→ DIRECTION
Find every line in the listing below that contains the word "asphalt" and copy each of those lines.

Raw records:

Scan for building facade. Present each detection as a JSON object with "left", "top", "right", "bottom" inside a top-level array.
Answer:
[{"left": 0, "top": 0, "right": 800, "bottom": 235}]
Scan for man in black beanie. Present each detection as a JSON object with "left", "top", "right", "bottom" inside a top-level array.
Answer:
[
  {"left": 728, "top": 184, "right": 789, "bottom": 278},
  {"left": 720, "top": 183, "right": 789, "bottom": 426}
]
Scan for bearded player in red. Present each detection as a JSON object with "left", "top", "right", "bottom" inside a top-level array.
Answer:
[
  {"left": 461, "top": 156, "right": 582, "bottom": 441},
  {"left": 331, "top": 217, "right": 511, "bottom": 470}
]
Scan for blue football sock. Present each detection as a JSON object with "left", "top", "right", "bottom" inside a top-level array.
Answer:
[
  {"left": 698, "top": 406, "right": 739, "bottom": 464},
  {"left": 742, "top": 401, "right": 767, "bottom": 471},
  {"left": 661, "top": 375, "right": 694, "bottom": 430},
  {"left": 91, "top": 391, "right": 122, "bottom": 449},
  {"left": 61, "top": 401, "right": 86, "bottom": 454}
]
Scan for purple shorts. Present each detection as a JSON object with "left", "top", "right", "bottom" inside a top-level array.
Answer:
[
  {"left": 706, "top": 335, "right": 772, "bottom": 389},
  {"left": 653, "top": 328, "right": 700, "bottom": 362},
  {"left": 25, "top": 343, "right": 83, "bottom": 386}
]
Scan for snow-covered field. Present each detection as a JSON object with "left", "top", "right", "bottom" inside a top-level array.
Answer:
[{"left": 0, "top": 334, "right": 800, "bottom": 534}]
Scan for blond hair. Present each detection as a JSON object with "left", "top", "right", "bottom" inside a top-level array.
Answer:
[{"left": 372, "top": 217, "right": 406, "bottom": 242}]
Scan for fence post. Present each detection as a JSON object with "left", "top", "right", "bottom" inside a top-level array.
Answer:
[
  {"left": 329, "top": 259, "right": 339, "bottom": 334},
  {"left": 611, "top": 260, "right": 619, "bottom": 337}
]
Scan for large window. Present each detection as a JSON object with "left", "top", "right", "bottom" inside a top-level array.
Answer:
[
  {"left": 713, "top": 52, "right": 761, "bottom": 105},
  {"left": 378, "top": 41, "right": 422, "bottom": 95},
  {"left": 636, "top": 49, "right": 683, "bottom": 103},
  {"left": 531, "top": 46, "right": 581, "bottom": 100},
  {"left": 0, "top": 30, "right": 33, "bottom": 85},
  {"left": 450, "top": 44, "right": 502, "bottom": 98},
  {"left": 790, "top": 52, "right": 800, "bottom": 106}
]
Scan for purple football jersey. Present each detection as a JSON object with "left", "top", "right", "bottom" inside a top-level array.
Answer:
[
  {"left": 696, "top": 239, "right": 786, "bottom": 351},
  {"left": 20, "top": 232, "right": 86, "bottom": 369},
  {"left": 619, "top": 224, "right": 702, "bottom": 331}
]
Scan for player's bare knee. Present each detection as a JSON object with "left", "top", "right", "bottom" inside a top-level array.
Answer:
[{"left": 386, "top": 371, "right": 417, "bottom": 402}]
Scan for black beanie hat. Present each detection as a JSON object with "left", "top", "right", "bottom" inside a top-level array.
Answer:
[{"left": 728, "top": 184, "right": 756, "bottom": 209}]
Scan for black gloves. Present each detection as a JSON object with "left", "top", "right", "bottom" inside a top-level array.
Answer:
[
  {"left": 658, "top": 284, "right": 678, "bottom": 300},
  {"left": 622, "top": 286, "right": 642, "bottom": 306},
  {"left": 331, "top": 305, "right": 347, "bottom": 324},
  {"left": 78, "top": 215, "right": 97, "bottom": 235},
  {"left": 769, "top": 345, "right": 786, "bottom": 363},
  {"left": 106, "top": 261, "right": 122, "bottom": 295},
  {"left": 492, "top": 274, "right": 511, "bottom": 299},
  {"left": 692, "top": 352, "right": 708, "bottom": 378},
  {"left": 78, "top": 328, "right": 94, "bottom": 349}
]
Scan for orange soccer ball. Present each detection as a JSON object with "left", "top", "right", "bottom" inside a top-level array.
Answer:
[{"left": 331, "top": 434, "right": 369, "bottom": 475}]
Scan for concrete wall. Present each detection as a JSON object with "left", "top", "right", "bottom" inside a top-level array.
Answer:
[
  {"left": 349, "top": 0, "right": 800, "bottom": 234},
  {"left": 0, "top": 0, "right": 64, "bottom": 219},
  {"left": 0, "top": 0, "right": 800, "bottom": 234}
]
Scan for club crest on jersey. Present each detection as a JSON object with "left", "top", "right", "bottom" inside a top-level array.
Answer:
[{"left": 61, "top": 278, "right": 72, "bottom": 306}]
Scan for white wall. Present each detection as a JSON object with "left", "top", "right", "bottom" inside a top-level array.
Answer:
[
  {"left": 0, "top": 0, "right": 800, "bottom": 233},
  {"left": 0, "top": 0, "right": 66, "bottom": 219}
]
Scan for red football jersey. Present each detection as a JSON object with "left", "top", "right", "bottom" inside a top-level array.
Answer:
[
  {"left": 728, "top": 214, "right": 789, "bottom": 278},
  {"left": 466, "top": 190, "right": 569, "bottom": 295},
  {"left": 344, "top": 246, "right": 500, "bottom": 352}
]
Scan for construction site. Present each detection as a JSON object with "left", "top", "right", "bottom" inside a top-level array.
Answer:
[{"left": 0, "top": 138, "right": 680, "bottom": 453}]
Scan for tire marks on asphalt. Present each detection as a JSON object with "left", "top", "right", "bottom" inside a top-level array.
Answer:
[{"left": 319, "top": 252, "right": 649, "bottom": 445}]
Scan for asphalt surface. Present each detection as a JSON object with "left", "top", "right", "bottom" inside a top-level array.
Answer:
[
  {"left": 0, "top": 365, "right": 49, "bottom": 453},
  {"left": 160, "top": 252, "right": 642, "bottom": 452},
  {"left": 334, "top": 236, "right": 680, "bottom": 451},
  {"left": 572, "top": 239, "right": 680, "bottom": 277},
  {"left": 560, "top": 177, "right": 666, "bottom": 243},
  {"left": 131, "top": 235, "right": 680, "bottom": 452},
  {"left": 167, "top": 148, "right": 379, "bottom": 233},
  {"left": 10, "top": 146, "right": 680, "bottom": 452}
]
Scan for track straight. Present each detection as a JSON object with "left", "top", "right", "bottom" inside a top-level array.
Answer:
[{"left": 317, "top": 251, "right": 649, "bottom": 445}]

→ THE RESULT
Scan for tire marks on asphalt. Present each detection as a JSON object with "left", "top", "right", "bottom" inside a top-level array.
Scan for asphalt surface. Present each detection as a JSON object with "left", "top", "right", "bottom" inside a top-level array.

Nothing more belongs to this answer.